**To do**
With no edits of any kind, print each record that follows.

[Extracted records Boundary: Start]

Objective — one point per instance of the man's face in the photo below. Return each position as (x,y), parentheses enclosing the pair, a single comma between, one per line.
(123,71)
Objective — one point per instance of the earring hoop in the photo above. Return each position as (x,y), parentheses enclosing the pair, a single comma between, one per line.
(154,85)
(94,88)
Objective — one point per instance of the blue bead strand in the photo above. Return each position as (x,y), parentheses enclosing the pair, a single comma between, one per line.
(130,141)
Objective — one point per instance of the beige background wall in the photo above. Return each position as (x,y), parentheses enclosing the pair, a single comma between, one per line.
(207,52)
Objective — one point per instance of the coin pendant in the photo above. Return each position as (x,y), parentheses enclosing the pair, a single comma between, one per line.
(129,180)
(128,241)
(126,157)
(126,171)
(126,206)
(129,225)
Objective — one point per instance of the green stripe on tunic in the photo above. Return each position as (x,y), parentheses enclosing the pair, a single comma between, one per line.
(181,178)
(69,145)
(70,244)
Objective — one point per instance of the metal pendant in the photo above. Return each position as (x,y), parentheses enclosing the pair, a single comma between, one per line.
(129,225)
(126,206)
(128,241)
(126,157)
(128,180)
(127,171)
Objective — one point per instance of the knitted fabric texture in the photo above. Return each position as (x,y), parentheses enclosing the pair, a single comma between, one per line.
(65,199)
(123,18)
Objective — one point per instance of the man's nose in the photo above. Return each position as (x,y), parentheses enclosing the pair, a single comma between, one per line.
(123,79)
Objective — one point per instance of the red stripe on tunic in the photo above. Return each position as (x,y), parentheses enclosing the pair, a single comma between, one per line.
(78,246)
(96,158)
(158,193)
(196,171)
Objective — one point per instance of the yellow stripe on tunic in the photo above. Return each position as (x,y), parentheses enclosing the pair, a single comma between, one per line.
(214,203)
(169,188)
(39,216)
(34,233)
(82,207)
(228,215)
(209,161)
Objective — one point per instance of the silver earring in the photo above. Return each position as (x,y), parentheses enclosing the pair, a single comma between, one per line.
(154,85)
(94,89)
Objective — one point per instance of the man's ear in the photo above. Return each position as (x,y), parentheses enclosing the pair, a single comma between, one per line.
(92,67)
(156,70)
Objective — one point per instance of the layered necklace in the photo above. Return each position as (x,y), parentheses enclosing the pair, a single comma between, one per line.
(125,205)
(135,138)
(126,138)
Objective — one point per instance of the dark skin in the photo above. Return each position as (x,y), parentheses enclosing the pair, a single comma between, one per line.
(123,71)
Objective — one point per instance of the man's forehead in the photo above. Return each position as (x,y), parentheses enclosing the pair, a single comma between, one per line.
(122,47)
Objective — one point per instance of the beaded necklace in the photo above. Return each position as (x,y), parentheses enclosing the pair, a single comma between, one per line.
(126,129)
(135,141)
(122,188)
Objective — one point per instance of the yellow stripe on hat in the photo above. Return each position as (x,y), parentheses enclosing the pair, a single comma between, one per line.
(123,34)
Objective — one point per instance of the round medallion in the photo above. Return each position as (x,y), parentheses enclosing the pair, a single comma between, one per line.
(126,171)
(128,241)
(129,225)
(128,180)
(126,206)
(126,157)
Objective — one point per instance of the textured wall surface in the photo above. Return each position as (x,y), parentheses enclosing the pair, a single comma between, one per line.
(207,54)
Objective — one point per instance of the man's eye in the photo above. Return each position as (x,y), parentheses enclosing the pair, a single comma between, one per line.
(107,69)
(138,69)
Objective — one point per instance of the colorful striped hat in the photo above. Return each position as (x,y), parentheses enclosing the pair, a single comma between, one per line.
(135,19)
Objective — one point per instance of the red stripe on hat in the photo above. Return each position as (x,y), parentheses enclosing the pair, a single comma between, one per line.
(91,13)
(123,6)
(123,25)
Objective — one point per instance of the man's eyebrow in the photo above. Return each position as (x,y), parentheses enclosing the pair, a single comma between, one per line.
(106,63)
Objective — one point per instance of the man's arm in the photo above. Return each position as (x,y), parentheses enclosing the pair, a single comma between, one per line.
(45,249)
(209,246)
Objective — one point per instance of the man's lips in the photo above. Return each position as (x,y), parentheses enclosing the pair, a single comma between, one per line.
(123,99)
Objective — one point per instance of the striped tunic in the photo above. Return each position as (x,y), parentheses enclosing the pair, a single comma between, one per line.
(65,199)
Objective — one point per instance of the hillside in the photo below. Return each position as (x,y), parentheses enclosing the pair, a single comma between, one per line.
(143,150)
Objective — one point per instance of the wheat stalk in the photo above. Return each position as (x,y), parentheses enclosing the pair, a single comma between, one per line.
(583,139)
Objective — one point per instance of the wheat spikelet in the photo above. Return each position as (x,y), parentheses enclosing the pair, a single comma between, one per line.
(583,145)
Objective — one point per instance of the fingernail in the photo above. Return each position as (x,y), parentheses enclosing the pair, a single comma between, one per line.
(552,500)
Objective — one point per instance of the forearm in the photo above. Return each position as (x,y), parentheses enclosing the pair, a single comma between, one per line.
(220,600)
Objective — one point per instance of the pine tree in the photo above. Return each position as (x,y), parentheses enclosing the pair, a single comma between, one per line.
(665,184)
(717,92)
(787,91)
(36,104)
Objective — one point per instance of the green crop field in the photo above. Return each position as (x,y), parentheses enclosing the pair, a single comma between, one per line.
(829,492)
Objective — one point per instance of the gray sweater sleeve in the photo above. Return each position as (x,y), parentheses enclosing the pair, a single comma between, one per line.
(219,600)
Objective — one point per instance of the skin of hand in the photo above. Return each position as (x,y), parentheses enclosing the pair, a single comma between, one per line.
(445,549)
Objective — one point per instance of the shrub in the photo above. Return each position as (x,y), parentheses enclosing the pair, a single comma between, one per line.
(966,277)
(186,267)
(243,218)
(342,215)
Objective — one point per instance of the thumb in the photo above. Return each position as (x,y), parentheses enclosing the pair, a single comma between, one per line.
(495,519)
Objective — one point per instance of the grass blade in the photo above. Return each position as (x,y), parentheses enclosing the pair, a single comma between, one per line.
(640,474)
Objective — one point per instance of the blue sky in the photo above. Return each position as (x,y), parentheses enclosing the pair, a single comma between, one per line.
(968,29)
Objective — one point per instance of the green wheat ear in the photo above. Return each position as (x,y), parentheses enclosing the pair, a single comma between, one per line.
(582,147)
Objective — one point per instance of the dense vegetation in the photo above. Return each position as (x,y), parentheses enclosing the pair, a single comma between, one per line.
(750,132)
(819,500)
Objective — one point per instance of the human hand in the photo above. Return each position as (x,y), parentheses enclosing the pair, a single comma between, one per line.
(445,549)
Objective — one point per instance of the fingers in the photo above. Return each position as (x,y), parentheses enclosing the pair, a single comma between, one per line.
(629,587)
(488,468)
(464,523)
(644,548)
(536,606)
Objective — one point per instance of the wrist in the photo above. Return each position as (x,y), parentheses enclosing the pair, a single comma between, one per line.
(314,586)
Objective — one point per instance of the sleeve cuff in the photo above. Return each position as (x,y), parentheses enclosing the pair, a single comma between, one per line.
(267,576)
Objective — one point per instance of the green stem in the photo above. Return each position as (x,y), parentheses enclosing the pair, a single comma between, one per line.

[Extracted records Boundary: End]

**Response to the task**
Objective — one point per instance of the man's face in the photo below. Return each position as (x,y), parentheses enclosing the pair, a single comma between, one per line.
(123,71)
Objective — one point per instance of the earring hoop in the photo above. Return each position as (x,y), parentheses enclosing the pair, a single comma between, one per line.
(154,85)
(94,88)
Objective — one point per instance of the blue bead strand in the photo above. Return each position as (x,y), parentheses enclosing the pair, a single comma between, one per line.
(130,141)
Objective — one point per instance of the beige background wall in the photo above. Return each position as (x,y), parentheses enclosing the pair, a single comma between, one per line.
(207,52)
Objective — one point per instance of the coin pendant in the photo above. Return each position as (x,y), parentheses enclosing the pair, a single comma between, one per line.
(129,180)
(128,241)
(126,157)
(126,171)
(126,206)
(129,225)
Objective — one point per instance of the green stripe on tunic in the photo above. Return each position as (x,y), parentheses enclosing the pair, a single comma between, one per line.
(181,178)
(69,145)
(70,244)
Objective — one point per instance of the metal pendant in the photo above. Return each position as (x,y), parentheses enclosing the pair, a single comma between, one per line.
(129,225)
(126,206)
(128,241)
(126,157)
(128,180)
(127,171)
Objective — one point per instance of the knitted fabric texture in the photo above. Return each position as (x,y), parentheses enclosing the pair, a single comma between, one per line.
(65,199)
(123,18)
Objective — one point per instance of the man's nose in the photo above. Return each position as (x,y), parentheses enclosing the pair, a single comma between, one per line.
(123,79)
Objective — one point per instance of the red stripe on tunic in the photo above. Return each position as (x,y), parentheses enclosing the pair, a single comma between, one per line.
(78,246)
(96,158)
(158,193)
(196,171)
Objective — one point per instance of the yellow stripe on tunic in the photo above. Return each position as (x,y), parentheses enclosing the pair, a single comma between, one per line.
(214,203)
(169,188)
(39,216)
(34,233)
(82,207)
(228,215)
(209,161)
Objective — one point per instance of the silver earring in the photo above. Return each position as (x,y), parentheses enclosing the pair, a single comma between, one per line.
(154,85)
(94,89)
Objective — one point per instance of the man's ear in the photo above. Return each position as (x,y), parentheses enclosing the pair, a single comma between, one per line.
(92,67)
(156,70)
Objective — one point per instance of the layered necklace in the photo above. Return each position as (x,y), parentheses enclosing the pair, a single comma between, one per line.
(125,205)
(135,138)
(126,138)
Objective — one point per instance of the dark skin in the photo above. Return each position as (x,y), parentheses enclosing the pair, a single comma between, one per line.
(123,71)
Objective — one point per instance of the man's forehead in the photo above. Return each position as (x,y), parentheses enclosing the pair, a single comma between, one per line.
(122,47)
Objective — one point per instance of the beaded necklace in the photo above. Return each position as (x,y), parentheses enclosing the pair, a single comma between, one per line.
(126,129)
(135,141)
(122,188)
Objective — one point per instance of the yellow stripe on hat in the photo above. Return each position as (x,y), parentheses enclosing the pair, a single comma between, one per line.
(123,34)
Objective — one point per instance of the round medallion in the photo above. Return each position as (x,y), parentheses enclosing the pair, a single comma between, one per line.
(126,171)
(128,241)
(129,225)
(128,180)
(126,206)
(126,157)
Objective — one point per instance of the textured wall surface in the photo above. Return each position as (x,y), parentheses enclosing the pair, a single comma between, one per line.
(207,54)
Objective — one point per instance of the man's eye in the photo above. Return each position as (x,y), parentheses enclosing the pair, a single comma between, one per line.
(107,69)
(138,69)
Objective — one point per instance of the colorful striped hat in the photo above. Return each position as (x,y), parentheses enclosing the pair, a single comma between, one per line.
(135,19)
Objective — one point per instance of the red stripe on hat in the photo above. Return each position as (x,y), parentheses enclosing the pair, a single comma between, one per line.
(91,13)
(123,6)
(123,25)
Objective — one point per instance of the man's eyebrow in the photo above. Return each position as (x,y), parentheses enclosing the pair, a single comma between, one per line.
(106,63)
Objective — one point per instance of the man's arm in the photo above. Return each position as (x,y), parentheses enclosing the pair, a single comma between, one per line.
(45,249)
(209,246)
Objective — one point per instance of the man's lips in the photo above. Return each position as (x,y), parentheses enclosing the pair, a single comma between, one per line.
(123,99)
Objective — one point per instance of the striped tunic in the photo above. Return each position as (x,y), parentheses enclosing the pair, a single comma between, one per line.
(65,199)
Objective — one point per instance of the hillside in the photo below. Return each position as (x,y), parentheses enclosing the pair, a single comma between, one per line.
(143,150)
Objective — one point per instance of the wheat stalk in the photo above. Return each position as (x,y), parentheses enclosing the pair, a single comma between, one per line.
(583,139)
Objective — one point per instance of the wheat spikelet in the photo above. Return each position as (x,y), parentheses enclosing the pair, a single comma between, one per line.
(583,145)
Objective — one point per instance of the fingernail in the photo above. Return each position as (x,y), parentheses enclosing the pair, a single comma between, one per line.
(552,500)
Objective — one point per instance of the forearm in the photo above. Return each position as (x,y), parentheses enclosing the pair, a single comma between, one per line.
(220,600)
Objective — one point per instance of the pine tree in the photo above. Return each position as (x,y), parentheses enclosing the pair, a single comma between, one per line.
(665,184)
(717,92)
(787,91)
(36,104)
Objective — one point per instance of the green crop field in the photo above. Return each position as (x,y), parentheses enclosing the pair, a single comma between, one per line.
(829,492)
Objective — one point per instance of the gray sweater sleeve in the photo above. Return each position as (x,y), parentheses enclosing the pair, a single comma between, one per line.
(219,600)
Objective — one point per instance of the skin of hand in the photo above. Return each position as (x,y), parentheses enclosing the pair, a single comma between, one per line.
(445,549)
Objective — one point per instance of the shrub in the photo above. Return each position as (x,y), parentheses enclosing the pair, a single comma between, one per line.
(966,277)
(186,267)
(243,218)
(342,215)
Objective — one point per instance of the thumb in the photo above. Return each position as (x,y), parentheses enclosing the pair, a single comma between, one per line.
(495,519)
Objective — one point per instance of the grass blade in the photo above. Return each position as (x,y), parentheses enclosing the pair, a single comma between, one per line.
(640,474)
Objective — one point per instance of the blue sky in the photo above. Return each position as (x,y), parentheses enclosing the pair, a single comma between, one per line.
(968,29)
Objective — one point per instance of the green wheat ear in the photo above. Return each position as (x,y), parentheses enclosing the pair, a single comma between, one per line.
(582,147)
Objective — one point per instance of the dense vegetation in the photo above. Return each position as (x,y), parentheses enclosing the pair, a single comma between, one per line.
(750,132)
(819,500)
Objective — one point per instance of the human hand in the photo above. Return each position as (x,y), parentheses enclosing the pair, a single comma between, one per line.
(445,549)
Objective — one point per instance of the fingers in the photo above. Return each position as (x,y), parentheses enclosing the pair, a single comma between, one per line.
(629,587)
(488,468)
(464,523)
(644,548)
(536,606)
Objective — one point per instance of the wrist in the photo above. Return each position as (x,y), parentheses enclosing the pair, a single comma between, one per line.
(314,586)
Objective — one point per instance of the sleeve cuff in the photo above. Return each position as (x,y), parentheses enclosing the pair, a single comma between, one per line.
(267,576)
Objective — one point per instance of the green stem in the photo above. Return each position as (x,y), parentheses enclosing the pair, a single comma between, one per line.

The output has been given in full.